Extract to read:
== == ==
Many countries have performed or are currently performing a re-planning of the marine space. This is intended to sustainably maximize the benefits from the marine resources, while ensuring proper environmental protection.

Answer source: A Sea Change, A Marine Bill White Paper; March 2007; UK Department for Environment, Food and Rural Affairs

Any floating wind farm of 500MW will produce about 2 TW·h every year of clean energy. If substituting a coal-burning power plant, it will avoid, every year, about 48 deaths, 450 cases of serious illness, and 26,500 cases of minor illness. If substituting natural gas, a much cleaner fossil fuel, it will still avoid 6 deaths, 60 cases of serious illness, and 1,400 cases of minor illness every year.

Besides, Sea-Breeze Tech is using a design that reduces, during the floater construction, about 30% of the CO2 emissions compared to other floating technologies

Answer source: Source: Markandya, A. and P. Wilkinson, 2007, Electricity generation and health. Lancet, 370:979-990

The labor requirements for the construction and installation of a 500 MW wind farm is estimated at around 1.5 million person-days. This way, the Offshore wind industry could employ more than 1 million people by 2050. Among these, 0.45 million would be in construction and installation, 0.39 million in manufacturing and 0.17 million in O&M.
== == ==
Listing:
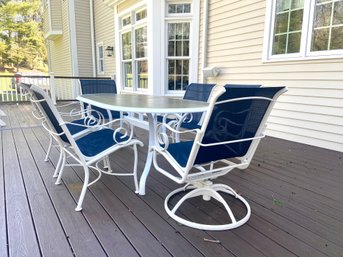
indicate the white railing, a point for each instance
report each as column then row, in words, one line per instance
column 59, row 87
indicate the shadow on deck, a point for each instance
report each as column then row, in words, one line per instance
column 295, row 192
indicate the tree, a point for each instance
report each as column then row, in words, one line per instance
column 20, row 31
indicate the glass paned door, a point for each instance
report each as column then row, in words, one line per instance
column 178, row 55
column 127, row 59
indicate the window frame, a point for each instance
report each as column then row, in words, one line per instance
column 305, row 52
column 132, row 27
column 99, row 60
column 193, row 19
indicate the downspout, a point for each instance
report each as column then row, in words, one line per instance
column 91, row 11
column 204, row 40
column 73, row 46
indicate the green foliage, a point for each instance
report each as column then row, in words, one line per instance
column 21, row 38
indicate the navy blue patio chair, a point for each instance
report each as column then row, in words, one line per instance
column 232, row 128
column 90, row 148
column 83, row 118
column 99, row 86
column 242, row 85
column 195, row 92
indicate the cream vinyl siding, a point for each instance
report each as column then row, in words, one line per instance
column 56, row 15
column 60, row 57
column 83, row 34
column 311, row 112
column 126, row 4
column 54, row 9
column 104, row 32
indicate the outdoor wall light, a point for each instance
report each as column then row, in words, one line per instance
column 109, row 51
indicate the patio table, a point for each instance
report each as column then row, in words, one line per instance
column 144, row 104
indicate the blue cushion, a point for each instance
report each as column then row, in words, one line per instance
column 190, row 125
column 104, row 112
column 94, row 86
column 180, row 151
column 74, row 129
column 98, row 141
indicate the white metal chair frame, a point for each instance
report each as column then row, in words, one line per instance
column 74, row 113
column 72, row 149
column 200, row 182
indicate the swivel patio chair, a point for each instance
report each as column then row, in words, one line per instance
column 100, row 86
column 232, row 129
column 87, row 149
column 195, row 92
== == ==
Your task: Decide whether each statement agrees with the offshore wind text above, answering yes or no and quoting the deciding words from it. 1. Replacing a natural gas plant, a 500 MW floating wind farm would avoid about 6 deaths every year. 2. Manufacturing is expected to provide the largest share of offshore wind jobs by 2050. 3. Sea-Breeze Tech's design cuts CO2 emissions during floater construction by about half compared to other floating technologies.

Answer for the task:
1. Yes: "If substituting natural gas, a much cleaner fossil fuel, it will still avoid 6 deaths, 60 cases of serious illness, and 1,400 cases of minor illness every year."
2. No: "Among these, 0.45 million would be in construction and installation, 0.39 million in manufacturing and 0.17 million in O&M."
3. No: "reduces, during the floater construction, about 30% of the CO2 emissions compared to other floating technologies"